Written request >>
Rewrite all of the material below, changing "integer pixel coordinates" to "whole-number pixel coordinates" and leaving everything else as it is. Omit the pictures from your version.

Excerpts from point annotation data >>
—————

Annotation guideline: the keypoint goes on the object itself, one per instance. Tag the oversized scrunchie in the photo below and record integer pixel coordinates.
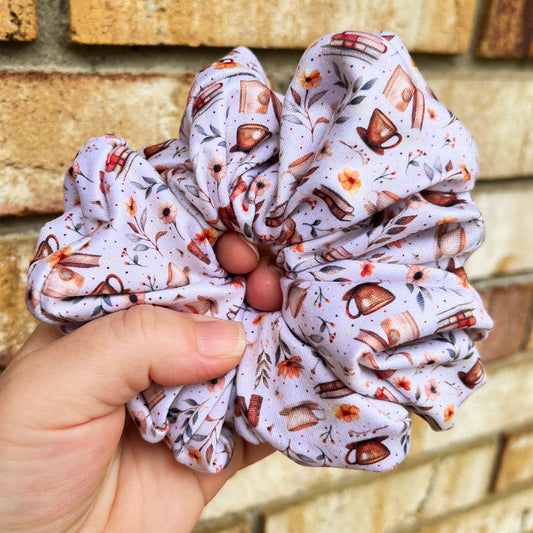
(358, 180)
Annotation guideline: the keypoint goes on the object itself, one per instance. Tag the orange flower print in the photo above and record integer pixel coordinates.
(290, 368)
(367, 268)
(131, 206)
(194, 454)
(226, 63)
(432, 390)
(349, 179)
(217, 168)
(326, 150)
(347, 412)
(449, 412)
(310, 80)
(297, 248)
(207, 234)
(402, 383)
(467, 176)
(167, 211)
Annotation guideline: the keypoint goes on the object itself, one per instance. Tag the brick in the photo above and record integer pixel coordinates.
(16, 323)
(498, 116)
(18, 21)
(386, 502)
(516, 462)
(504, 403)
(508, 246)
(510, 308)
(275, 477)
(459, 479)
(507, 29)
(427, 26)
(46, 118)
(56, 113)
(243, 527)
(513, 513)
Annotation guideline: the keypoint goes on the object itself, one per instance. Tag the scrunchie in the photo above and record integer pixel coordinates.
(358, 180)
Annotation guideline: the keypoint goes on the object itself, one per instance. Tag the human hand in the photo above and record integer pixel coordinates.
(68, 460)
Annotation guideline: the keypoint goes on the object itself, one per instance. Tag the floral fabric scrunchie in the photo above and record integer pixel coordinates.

—————

Response for this exercise >>
Annotation guideline: the keypoint goes on the object itself, one per instance. Tag the oversized scrunchie in the photo below and record whole-number pixel coordinates.
(358, 180)
Annotation guideline: the keypoint goes on the object itself, one per instance. Tag the orange flower print in the photo above and record whole-number pixel coordinates.
(290, 368)
(367, 268)
(131, 206)
(194, 454)
(226, 63)
(432, 390)
(349, 179)
(217, 168)
(326, 150)
(347, 412)
(449, 412)
(310, 80)
(297, 248)
(207, 234)
(402, 383)
(467, 176)
(167, 211)
Annotation guideline: the keypoint goes on the object itself, one per instance. Tag the brick in the photo above and record whole-number pixel coordinates.
(16, 323)
(498, 116)
(18, 21)
(386, 502)
(516, 462)
(504, 403)
(508, 246)
(510, 308)
(275, 477)
(459, 479)
(507, 29)
(427, 26)
(46, 118)
(56, 113)
(243, 527)
(513, 513)
Annotation guideline: the keypoint goes on the object itself, one per instance. Tag the scrunchie in the photo above and record whole-number pixel coordinates.
(358, 180)
Annotation guideline: the keypoint goes on the object itself, one per instance. Tag the human hand in the photo above and record whole-number pixel coordinates.
(68, 460)
Annotation guideline: the keypoint goes on the object itself, one per instance. Tag the floral fabric scrunchie in the photo above and record whole-number pixel coordinates.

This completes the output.